(GIVEN PASSAGE)
(Files by Catherine Garrett-MyPGNow)
The B.C. government has released an economic and fiscal update for 2020-21 to provide a summary of COVID-19 investments to date, as well as a scenario of revenue and deficit projections.
With the pandemic response for British Columbians and a significant revenue decline due to the pandemic, the Province’s total operating deficit for 2020-21 could be $12.5 billion, based on projections developed by the Ministry of Finance.
In the snapshot presented, B.C.’s real gross domestic product (GDP) could decline by 6.8% in 2020, and as the recovery begins, the economy could grow by 3.1 percent in 2021.
“Job losses in the province have been significant, with 235,100 fewer jobs in June compared to February. Job losses are not expected to be fully recovered this year. Employment in the province could decline by 9.8 percent in 2020. As businesses resume and people go back to work, employment could increase by 4.4 percent in 2021, representing an annual gain of 102,000 jobs,” said BC Finance Minister Carole James.
Retail sales also may decline by 15.9 percent this year, she adds, but it is projected to rise by 8.6 percent next year.
The value of residential sales may decline by 27.6% in 2020, followed by a possible growth of 9.3% in 2021.
(End GIVEN PASSAGE)
(DATA FOR REVIEW)
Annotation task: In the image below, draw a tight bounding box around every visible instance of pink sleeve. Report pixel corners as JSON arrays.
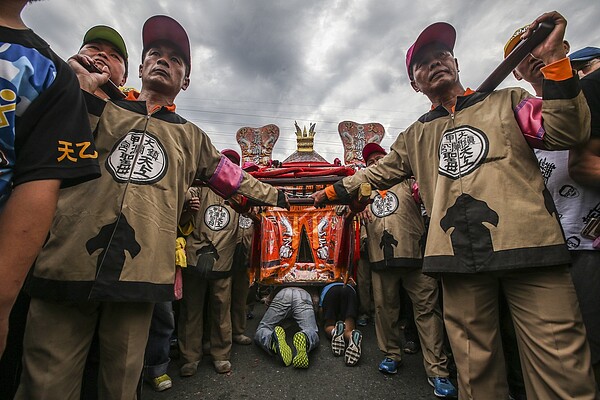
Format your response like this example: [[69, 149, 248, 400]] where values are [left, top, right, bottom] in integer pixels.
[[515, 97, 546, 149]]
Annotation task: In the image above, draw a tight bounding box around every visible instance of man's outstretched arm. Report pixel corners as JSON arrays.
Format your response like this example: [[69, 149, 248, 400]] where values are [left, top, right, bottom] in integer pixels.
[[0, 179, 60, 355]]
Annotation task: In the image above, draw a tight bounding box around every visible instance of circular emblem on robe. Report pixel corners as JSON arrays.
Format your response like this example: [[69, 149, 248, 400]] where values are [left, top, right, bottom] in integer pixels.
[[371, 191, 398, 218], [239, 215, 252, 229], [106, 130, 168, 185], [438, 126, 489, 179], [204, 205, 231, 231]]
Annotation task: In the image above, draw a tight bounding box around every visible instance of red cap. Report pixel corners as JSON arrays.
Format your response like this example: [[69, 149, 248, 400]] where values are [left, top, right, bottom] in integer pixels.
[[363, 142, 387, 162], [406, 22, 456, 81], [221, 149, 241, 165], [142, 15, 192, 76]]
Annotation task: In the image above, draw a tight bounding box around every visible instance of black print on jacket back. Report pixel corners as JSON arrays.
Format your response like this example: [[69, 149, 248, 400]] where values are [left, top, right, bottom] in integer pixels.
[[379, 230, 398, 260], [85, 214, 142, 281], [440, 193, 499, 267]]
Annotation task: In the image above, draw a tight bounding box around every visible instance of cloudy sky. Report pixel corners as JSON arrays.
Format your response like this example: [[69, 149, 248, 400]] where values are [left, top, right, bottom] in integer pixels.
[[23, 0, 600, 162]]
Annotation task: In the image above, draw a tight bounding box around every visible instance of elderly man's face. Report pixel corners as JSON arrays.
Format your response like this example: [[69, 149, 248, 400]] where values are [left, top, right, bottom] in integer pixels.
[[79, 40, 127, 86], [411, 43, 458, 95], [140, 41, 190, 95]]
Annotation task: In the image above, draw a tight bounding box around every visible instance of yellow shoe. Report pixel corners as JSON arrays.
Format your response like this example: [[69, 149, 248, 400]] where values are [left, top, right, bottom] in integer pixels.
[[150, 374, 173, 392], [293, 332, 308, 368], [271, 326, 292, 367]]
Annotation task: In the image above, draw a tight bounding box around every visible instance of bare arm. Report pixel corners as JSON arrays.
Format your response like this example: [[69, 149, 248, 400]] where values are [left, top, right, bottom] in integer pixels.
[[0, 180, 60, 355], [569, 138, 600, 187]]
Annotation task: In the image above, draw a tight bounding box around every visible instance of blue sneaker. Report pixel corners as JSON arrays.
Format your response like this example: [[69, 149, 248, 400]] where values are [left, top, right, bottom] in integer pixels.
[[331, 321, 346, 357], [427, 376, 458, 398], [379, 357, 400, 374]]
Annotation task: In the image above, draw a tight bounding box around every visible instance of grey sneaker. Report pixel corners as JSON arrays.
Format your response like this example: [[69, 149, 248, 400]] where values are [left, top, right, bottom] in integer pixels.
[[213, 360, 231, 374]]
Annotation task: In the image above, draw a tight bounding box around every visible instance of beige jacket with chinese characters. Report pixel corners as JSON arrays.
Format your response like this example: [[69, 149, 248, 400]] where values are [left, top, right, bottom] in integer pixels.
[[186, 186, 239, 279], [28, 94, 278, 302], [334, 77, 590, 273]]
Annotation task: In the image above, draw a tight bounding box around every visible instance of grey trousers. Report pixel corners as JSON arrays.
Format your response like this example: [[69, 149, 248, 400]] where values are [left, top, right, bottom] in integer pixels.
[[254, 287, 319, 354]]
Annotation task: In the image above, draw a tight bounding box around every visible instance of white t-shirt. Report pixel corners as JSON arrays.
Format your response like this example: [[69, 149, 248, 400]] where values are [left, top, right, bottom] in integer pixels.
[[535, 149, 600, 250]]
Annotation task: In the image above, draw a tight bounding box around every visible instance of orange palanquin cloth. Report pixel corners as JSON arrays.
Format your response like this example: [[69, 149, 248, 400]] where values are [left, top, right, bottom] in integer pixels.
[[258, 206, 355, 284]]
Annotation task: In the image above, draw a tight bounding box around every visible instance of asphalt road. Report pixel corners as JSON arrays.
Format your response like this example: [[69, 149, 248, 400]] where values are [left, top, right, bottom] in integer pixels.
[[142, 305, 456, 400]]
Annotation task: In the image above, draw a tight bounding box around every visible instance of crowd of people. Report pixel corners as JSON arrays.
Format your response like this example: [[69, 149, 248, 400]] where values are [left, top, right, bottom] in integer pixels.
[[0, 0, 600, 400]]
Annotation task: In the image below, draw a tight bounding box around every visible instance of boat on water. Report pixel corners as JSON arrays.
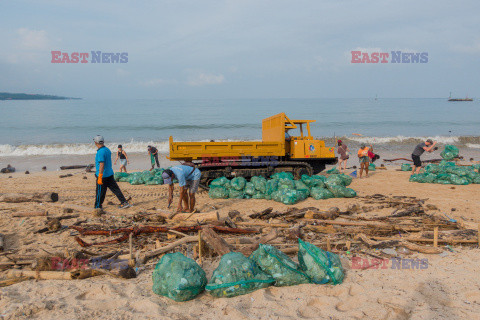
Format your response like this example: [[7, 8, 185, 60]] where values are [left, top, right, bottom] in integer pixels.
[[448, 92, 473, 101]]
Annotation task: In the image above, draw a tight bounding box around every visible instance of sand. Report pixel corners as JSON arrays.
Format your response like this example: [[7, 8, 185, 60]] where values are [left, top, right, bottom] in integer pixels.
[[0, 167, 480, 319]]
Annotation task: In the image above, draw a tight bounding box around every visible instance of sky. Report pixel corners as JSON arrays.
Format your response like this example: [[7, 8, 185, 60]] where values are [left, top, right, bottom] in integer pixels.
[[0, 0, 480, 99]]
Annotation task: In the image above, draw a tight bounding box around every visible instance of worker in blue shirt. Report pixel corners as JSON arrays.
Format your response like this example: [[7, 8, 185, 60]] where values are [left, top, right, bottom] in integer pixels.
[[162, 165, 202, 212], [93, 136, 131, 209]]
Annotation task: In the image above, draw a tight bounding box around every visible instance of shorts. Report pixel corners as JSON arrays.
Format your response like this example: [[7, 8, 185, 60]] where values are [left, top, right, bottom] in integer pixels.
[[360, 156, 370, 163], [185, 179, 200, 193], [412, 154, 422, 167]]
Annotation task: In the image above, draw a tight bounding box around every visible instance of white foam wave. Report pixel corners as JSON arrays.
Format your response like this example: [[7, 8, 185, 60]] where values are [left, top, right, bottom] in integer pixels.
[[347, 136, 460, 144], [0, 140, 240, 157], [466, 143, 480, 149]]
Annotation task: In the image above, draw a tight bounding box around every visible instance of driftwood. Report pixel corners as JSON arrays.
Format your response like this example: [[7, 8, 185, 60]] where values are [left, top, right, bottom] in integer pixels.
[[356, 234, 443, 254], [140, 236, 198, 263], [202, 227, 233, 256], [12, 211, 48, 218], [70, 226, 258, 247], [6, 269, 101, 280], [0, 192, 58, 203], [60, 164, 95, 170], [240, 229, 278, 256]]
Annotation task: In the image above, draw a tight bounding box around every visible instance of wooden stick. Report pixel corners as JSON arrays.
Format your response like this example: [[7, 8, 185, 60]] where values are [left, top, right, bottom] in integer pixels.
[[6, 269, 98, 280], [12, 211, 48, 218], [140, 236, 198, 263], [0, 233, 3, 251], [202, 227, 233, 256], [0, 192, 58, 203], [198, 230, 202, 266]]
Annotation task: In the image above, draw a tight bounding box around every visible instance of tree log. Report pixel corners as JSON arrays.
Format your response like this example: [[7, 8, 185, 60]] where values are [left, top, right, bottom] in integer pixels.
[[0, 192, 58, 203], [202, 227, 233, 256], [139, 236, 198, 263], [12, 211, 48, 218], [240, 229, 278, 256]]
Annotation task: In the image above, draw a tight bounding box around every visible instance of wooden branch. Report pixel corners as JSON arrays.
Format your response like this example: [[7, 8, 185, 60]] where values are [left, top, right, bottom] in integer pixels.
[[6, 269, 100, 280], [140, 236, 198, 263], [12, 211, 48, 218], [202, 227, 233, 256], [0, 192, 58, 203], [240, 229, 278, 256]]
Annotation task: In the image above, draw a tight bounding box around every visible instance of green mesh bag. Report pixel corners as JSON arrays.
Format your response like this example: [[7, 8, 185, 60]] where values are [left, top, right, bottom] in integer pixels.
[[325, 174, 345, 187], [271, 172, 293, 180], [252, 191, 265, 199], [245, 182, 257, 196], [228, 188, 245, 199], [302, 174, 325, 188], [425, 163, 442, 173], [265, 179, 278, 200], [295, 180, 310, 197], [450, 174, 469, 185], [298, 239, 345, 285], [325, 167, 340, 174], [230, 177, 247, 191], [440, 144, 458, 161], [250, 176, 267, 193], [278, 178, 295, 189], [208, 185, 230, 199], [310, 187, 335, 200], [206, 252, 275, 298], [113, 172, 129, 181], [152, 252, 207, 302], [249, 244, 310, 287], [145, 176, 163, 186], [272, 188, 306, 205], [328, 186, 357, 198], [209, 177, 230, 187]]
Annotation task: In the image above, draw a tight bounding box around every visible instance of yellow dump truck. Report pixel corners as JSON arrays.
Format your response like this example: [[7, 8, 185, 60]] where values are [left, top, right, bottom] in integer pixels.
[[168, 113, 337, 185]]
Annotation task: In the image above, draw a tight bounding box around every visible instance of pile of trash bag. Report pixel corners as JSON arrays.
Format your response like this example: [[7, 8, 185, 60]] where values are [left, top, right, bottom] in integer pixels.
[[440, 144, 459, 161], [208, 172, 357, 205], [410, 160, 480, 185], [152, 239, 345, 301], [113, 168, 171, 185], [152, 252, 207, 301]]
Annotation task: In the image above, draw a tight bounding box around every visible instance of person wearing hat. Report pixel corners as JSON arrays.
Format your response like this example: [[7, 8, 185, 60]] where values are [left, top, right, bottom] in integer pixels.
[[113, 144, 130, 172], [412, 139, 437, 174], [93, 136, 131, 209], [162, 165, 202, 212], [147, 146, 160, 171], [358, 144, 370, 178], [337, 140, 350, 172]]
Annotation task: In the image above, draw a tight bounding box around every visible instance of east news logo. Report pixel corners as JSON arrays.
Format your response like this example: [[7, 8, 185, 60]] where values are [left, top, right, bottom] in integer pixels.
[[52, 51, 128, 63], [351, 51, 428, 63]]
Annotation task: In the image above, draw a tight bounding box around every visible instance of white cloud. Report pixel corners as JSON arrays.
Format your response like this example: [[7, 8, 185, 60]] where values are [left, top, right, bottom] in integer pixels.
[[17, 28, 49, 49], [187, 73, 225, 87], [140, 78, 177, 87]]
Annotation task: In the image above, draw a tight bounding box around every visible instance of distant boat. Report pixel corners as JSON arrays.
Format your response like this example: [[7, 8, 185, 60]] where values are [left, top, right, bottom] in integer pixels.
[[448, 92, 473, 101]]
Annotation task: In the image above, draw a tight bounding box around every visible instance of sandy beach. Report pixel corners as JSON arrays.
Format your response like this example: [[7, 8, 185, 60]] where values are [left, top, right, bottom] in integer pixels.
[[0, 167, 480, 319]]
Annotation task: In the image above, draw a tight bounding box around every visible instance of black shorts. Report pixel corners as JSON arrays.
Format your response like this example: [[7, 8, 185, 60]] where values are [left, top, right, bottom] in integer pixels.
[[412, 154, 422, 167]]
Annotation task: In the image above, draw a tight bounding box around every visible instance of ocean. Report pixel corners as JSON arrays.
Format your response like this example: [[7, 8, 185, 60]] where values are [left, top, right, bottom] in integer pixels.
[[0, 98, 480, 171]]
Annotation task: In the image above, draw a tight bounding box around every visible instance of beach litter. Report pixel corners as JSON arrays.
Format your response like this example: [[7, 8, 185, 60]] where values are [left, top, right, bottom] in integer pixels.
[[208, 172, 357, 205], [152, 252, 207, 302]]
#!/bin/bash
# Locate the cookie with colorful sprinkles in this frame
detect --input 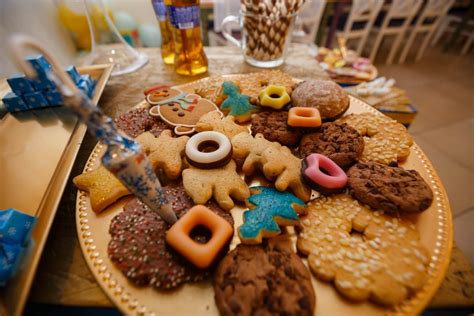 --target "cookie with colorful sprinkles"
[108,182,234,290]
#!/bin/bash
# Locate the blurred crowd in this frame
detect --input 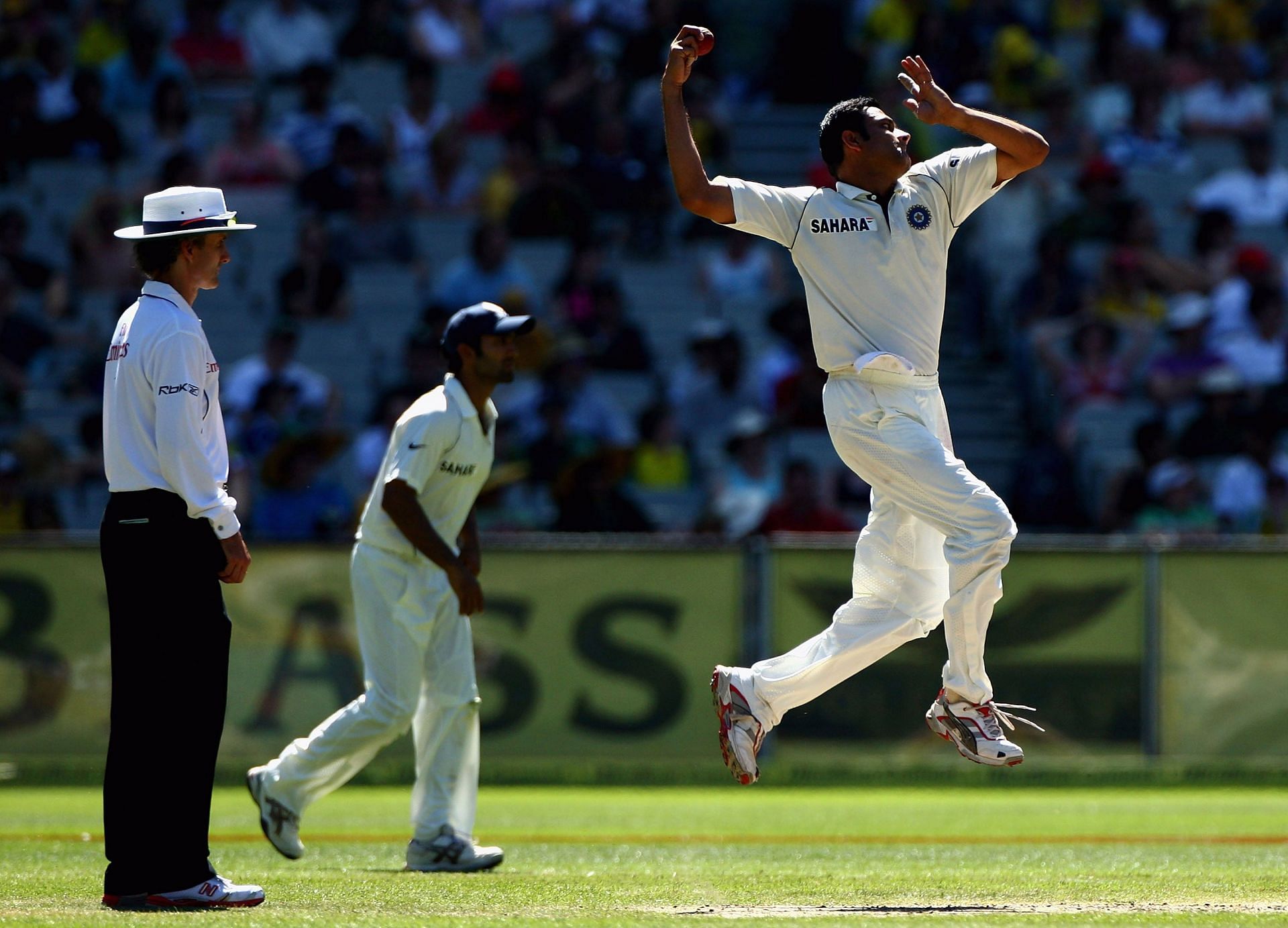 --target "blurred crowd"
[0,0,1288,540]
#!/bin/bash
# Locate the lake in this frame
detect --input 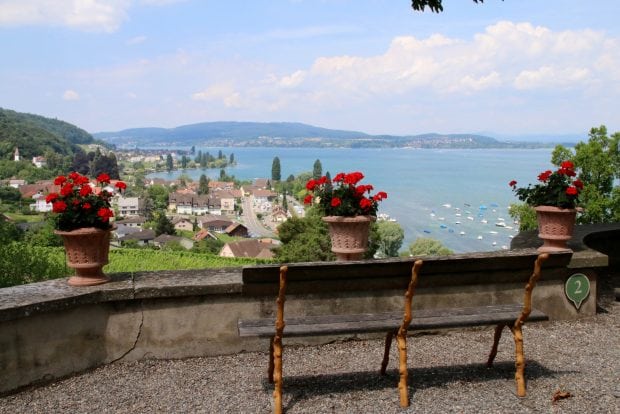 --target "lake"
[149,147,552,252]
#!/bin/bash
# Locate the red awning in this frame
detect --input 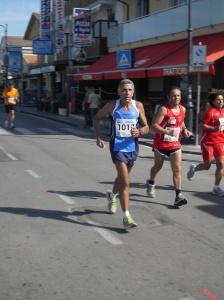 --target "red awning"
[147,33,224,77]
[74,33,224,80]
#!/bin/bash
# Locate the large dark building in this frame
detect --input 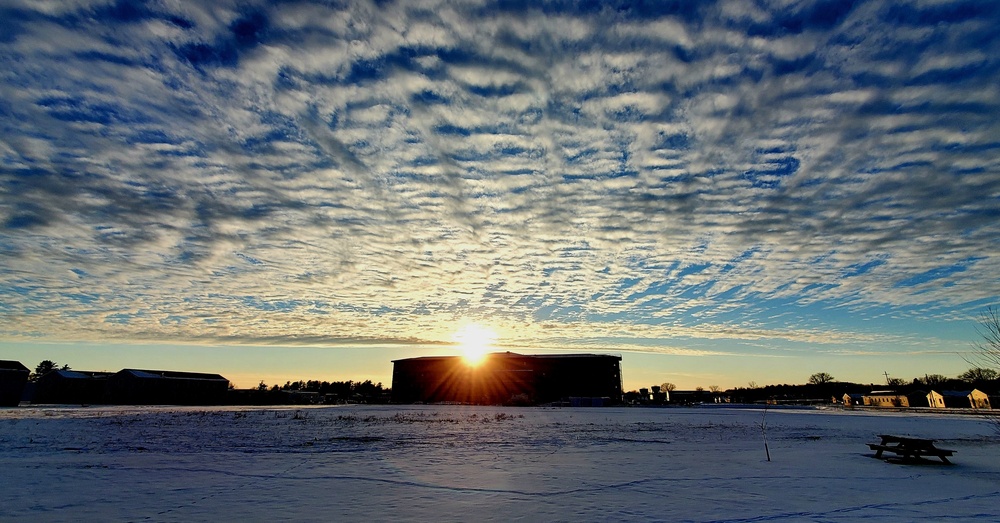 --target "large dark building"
(End DATA FOR REVIEW)
### [WHAT THIS TASK INVOLVES]
Say whether each statement agrees with the article on B.C.'s economic and fiscal update: (a) employment in the province could grow by 4.4 percent in 2021; (b) retail sales are expected to drop by 8.6 percent next year; (c) the Ministry of Finance developed the projections behind the possible $12.5 billion deficit. Answer yes or no for each and quote the deciding words.

### [EXERCISE RESULT]
(a) Yes: "employment could increase by 4.4 percent in 2021"
(b) No: "it is projected to rise by 8.6 percent next year"
(c) Yes: "based on projections developed by the Ministry of Finance"